REQUIREMENT →
Copy the passage on diversity in computing starting at the words "1. Pipeline: the" and ending after "address both issues.", substituting "ubiquitous" for "omnipresent".

SUPPLIED PASSAGE →
####

The computing sector, like other STEM fields, lacks diversity in the United States. The lack of diversity is caused by two issues:

1. Pipeline: the lack of early access to resources 

2. Culture: exclusivity and discrimination in the workplace  

As technology is becoming omnipresent, diversity in the tech field could help institutions reduce inequalities in society.  To make the field more diverse, organizations need to address both issues.

Statistics 
While women represent 50.8% of the total population of the United States, they make up only 25.6% of computer and mathematical occupations and 27% of computer and information systems manager occupations. African Americans represent 13.4% of the population, but hold 8.4% of computer and mathematical occupations. Hispanic or Latino people make up 18.3% of the population, but constitute only 7.5% of the people in these jobs. Meanwhile, white people are 60.4%-76.5% of the population of the United States, and represent 67% of computer and mathematical occupations and 77% of computer and information systems manager occupations. Asians, representing 5.9% of the population, hold 22% of computer and mathematical jobs and are 14.3% of all computer and information systems managers.

####

[Natural language region descriptions]
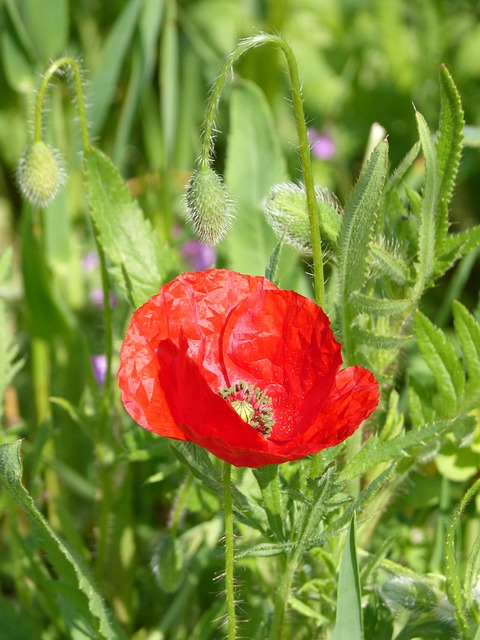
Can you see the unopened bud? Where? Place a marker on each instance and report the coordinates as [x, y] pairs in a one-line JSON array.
[[40, 173], [286, 212], [210, 209]]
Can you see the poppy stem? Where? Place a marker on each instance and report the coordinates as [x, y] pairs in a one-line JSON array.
[[229, 552], [53, 69], [209, 132]]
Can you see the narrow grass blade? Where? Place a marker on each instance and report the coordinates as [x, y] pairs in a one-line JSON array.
[[349, 620]]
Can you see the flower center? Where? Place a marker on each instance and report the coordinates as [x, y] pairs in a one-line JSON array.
[[252, 405]]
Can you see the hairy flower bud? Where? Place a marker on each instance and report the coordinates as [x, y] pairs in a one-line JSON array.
[[286, 212], [209, 207], [40, 173]]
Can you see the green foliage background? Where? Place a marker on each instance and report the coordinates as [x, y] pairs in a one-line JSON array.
[[112, 510]]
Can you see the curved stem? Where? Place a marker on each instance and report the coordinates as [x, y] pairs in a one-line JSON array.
[[54, 68], [208, 137], [229, 552]]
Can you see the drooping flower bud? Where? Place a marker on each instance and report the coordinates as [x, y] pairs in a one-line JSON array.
[[40, 173], [209, 207], [286, 212]]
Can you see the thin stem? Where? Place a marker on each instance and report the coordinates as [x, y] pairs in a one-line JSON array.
[[229, 551], [107, 321], [54, 68], [208, 137], [286, 571]]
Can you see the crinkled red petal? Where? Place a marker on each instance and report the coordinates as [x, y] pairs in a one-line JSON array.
[[205, 329], [282, 343]]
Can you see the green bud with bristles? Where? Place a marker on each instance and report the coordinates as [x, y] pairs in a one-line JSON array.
[[209, 207], [40, 173], [286, 212]]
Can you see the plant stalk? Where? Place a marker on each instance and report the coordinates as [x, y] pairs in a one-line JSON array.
[[229, 553]]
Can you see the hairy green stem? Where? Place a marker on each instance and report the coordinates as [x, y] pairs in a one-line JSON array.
[[54, 68], [286, 571], [208, 137], [229, 553]]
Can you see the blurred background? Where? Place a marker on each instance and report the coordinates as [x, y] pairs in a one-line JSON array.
[[148, 66]]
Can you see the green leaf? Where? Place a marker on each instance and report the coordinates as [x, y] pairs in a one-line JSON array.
[[427, 227], [47, 24], [49, 317], [452, 583], [468, 332], [135, 251], [265, 550], [69, 567], [254, 164], [8, 366], [375, 452], [448, 147], [380, 306], [390, 265], [443, 362], [268, 481], [358, 220], [456, 245], [142, 68], [349, 620], [105, 78], [471, 136], [380, 341]]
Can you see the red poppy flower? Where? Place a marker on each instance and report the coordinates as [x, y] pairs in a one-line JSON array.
[[242, 368]]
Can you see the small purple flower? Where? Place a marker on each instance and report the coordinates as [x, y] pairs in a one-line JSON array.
[[200, 256], [99, 368], [322, 145], [96, 297]]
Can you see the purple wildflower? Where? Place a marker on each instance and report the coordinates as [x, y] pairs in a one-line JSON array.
[[96, 297], [99, 368], [322, 145]]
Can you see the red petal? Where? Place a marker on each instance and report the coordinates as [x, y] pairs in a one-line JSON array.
[[353, 398], [203, 416], [140, 389], [282, 343]]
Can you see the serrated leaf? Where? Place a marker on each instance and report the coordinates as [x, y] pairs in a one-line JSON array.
[[268, 481], [358, 220], [69, 567], [380, 306], [468, 332], [135, 251], [455, 246], [349, 618], [375, 452], [427, 227], [380, 341], [452, 583], [390, 265], [306, 611], [443, 362], [471, 136], [396, 177], [448, 147], [253, 165]]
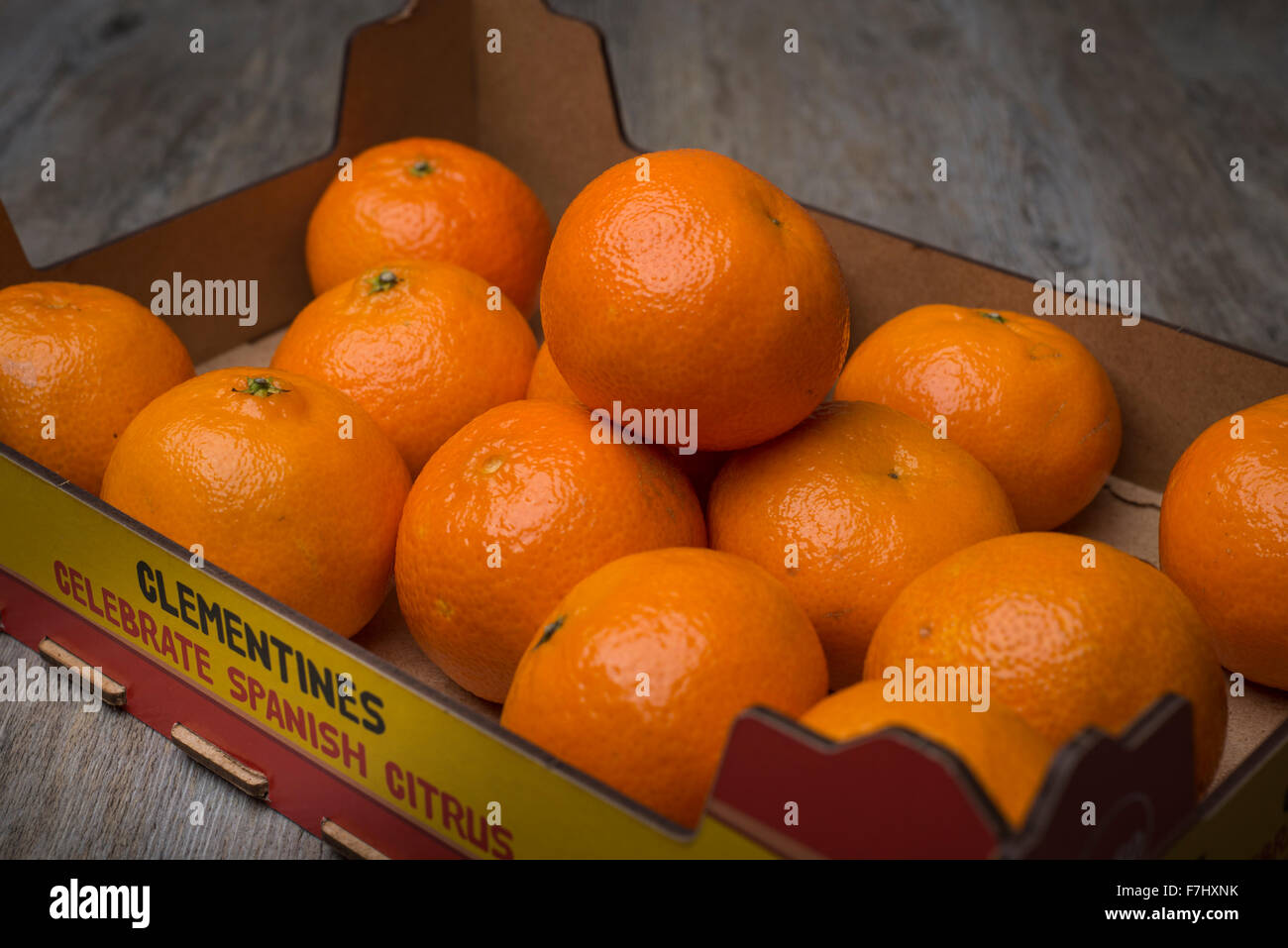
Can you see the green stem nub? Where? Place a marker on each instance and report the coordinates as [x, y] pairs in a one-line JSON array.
[[550, 630], [385, 279], [262, 386]]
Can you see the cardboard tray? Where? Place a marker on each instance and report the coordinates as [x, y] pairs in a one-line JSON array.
[[436, 775]]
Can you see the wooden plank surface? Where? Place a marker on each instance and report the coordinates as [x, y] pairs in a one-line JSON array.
[[1113, 165]]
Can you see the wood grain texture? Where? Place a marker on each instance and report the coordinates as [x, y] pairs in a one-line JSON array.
[[1113, 165], [106, 786], [1107, 165]]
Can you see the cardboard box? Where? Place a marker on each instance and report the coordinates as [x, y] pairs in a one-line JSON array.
[[425, 779]]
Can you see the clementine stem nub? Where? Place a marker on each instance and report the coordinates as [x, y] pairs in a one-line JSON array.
[[262, 386]]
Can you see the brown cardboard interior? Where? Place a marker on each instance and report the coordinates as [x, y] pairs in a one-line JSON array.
[[545, 107]]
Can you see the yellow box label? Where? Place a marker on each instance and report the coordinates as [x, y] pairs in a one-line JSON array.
[[458, 779]]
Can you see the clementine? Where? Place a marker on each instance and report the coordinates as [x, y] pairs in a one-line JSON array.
[[638, 674], [282, 480], [1019, 393], [846, 509], [1224, 537], [509, 514], [426, 198], [76, 364], [545, 380], [423, 347], [683, 279], [1074, 634]]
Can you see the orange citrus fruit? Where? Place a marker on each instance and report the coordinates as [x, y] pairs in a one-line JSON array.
[[1006, 755], [1019, 393], [283, 481], [426, 198], [546, 382], [509, 514], [846, 509], [1074, 634], [636, 677], [698, 467], [691, 282], [423, 347], [76, 364], [1224, 537]]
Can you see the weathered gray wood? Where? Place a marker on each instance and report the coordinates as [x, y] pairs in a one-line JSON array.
[[106, 786], [1113, 165], [1107, 165]]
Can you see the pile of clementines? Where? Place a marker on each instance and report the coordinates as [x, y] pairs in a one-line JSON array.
[[626, 600]]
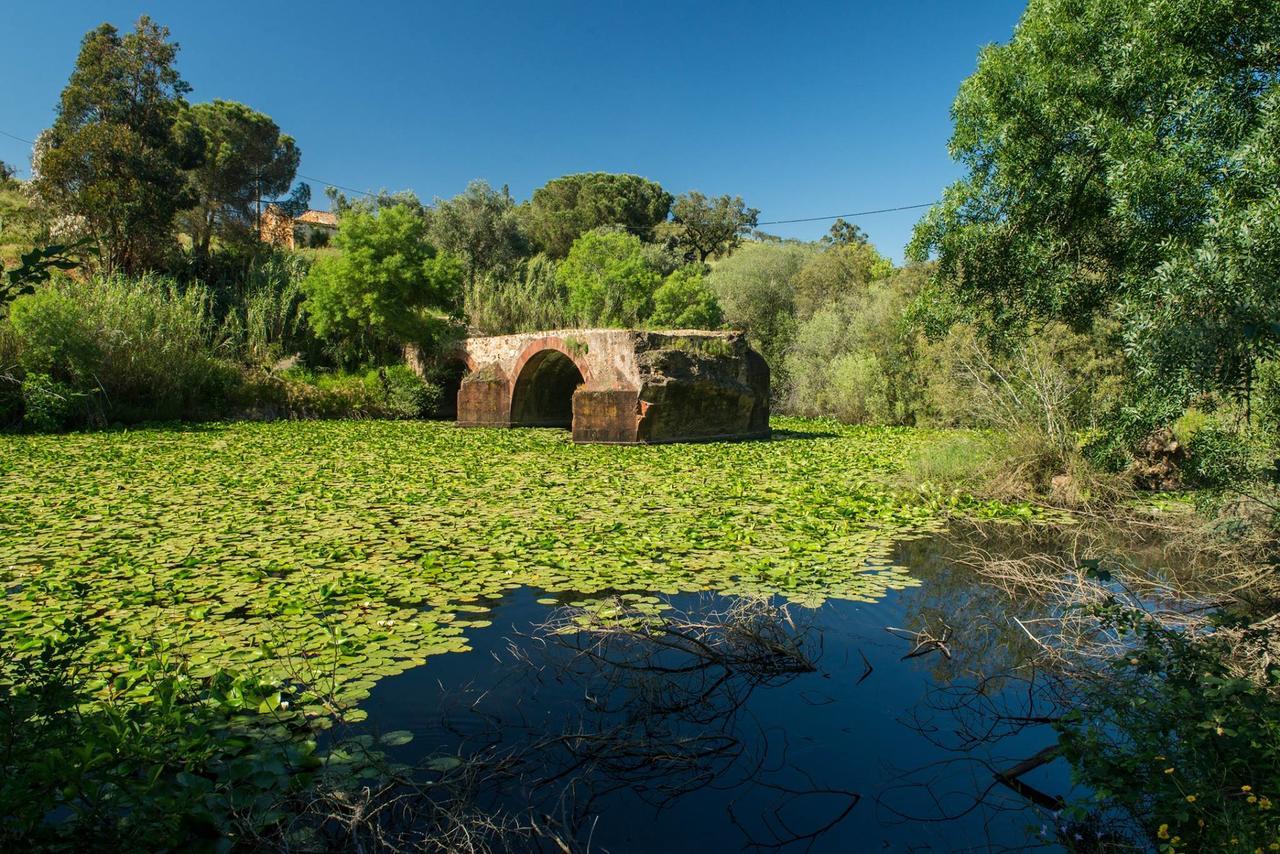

####

ANSWER SECTION →
1. Pipeline: the lack of early access to resources 

2. Culture: exclusivity and discrimination in the workplace  

As technology is becoming ubiquitous, diversity in the tech field could help institutions reduce inequalities in society.  To make the field more diverse, organizations need to address both issues.